Fragmento citado:
Villaverde pasó en 1819 con su familia a la cabecera del partido. Aún San Diego de Núñez era un caserío escuálido como perro sin casa, estimulado en su aburrimiento por el paso de algún viajero sobre una bestia de monta, o a pie con un gallo de lidia acunado en un sombrero de guano. En torno: café, cañas, ganado. Más de 400 caballerías de tierra lo rodeaban pregonando riquezas que uno de los propietarios, Núñez, al ceder un área para el poblado, posibilitó que se acrecieran. Núñez, dicen, también se llamaba Diego. Y de esa coincidencia proviene el nombre del pueblo. Y del santo patrón de la iglesia, San Diego de Alcalá, cuya cabeza de madera sobrevive magullada en el museo de Bahía Honda.

Ejercicios:
a - Copie literalmente la parte del fragmento sobre el origen de San Diego de Núñez que comienza con "Villaverde pasó en" y continúa hasta "de Bahía Honda.".
b - Reproduzca sin alteración alguna las líneas de las entradas que van desde la línea que contiene "the sky shown" hasta la línea que contiene "[(165, 119)]", ambas incluidas.

Material proporcionado:

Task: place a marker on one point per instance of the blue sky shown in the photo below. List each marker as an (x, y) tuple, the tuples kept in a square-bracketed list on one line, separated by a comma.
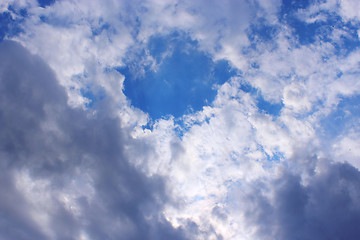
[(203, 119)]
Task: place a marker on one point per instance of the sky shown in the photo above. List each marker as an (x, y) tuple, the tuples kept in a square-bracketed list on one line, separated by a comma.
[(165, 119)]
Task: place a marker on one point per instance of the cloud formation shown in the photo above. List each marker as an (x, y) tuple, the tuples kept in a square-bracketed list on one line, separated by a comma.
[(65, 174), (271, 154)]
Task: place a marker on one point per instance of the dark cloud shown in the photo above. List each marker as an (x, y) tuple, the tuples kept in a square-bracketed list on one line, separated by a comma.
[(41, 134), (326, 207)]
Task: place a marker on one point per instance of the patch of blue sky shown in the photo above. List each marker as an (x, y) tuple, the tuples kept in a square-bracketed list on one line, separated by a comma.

==

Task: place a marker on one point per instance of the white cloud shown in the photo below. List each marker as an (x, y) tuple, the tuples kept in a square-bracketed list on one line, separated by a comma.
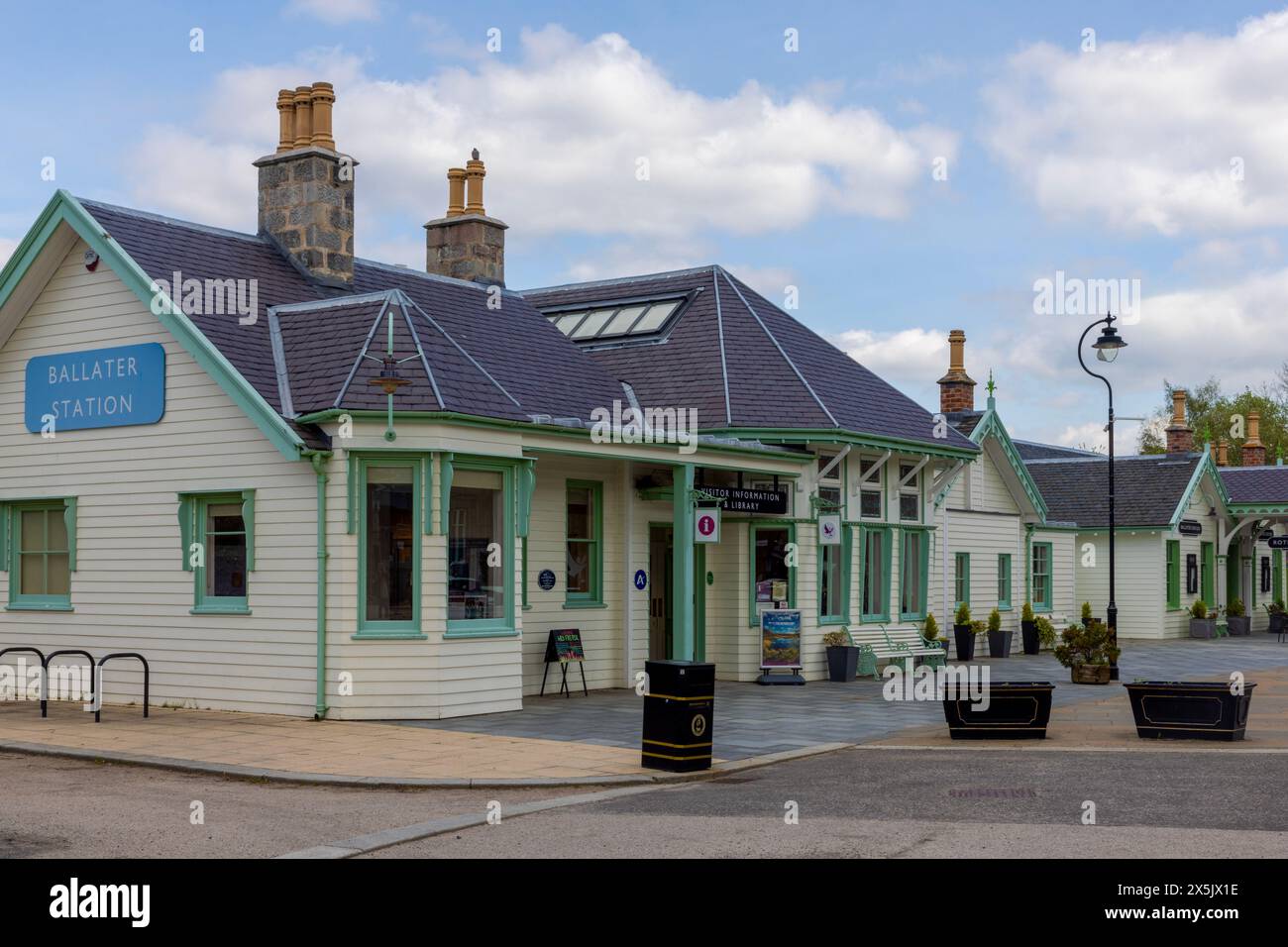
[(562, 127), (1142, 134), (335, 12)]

* * *

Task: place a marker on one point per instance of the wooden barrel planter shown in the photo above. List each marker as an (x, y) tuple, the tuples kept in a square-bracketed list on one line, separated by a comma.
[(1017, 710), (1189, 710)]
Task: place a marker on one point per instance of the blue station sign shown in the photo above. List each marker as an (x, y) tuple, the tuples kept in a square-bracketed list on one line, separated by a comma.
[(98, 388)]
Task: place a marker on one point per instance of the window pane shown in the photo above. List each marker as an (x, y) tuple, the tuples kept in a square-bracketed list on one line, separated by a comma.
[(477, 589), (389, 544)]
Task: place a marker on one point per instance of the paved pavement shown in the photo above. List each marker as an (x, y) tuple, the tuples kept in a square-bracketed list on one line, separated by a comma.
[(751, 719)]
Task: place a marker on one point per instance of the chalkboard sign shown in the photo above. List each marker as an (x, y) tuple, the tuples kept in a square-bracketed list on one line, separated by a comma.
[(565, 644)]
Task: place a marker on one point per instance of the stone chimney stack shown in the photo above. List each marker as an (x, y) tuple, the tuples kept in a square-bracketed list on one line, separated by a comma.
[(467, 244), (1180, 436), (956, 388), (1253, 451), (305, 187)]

Respuestas por tarea:
a -
Villaverde pasó en 1819 con su familia a la cabecera del partido. Aún San Diego de Núñez era un caserío escuálido como perro sin casa, estimulado en su aburrimiento por el paso de algún viajero sobre una bestia de monta, o a pie con un gallo de lidia acunado en un sombrero de guano. En torno: café, cañas, ganado. Más de 400 caballerías de tierra lo rodeaban pregonando riquezas que uno de los propietarios, Núñez, al ceder un área para el poblado, posibilitó que se acrecieran. Núñez, dicen, también se llamaba Diego. Y de esa coincidencia proviene el nombre del pueblo. Y del santo patrón de la iglesia, San Diego de Alcalá, cuya cabeza de madera sobrevive magullada en el museo de Bahía Honda.

b -
Task: place a marker on one point per instance of the sky shown in the photo above. List each marker as an (x, y) tuple, the tuples kept in a square-bracketed list on one line, separated by a comma.
[(165, 119)]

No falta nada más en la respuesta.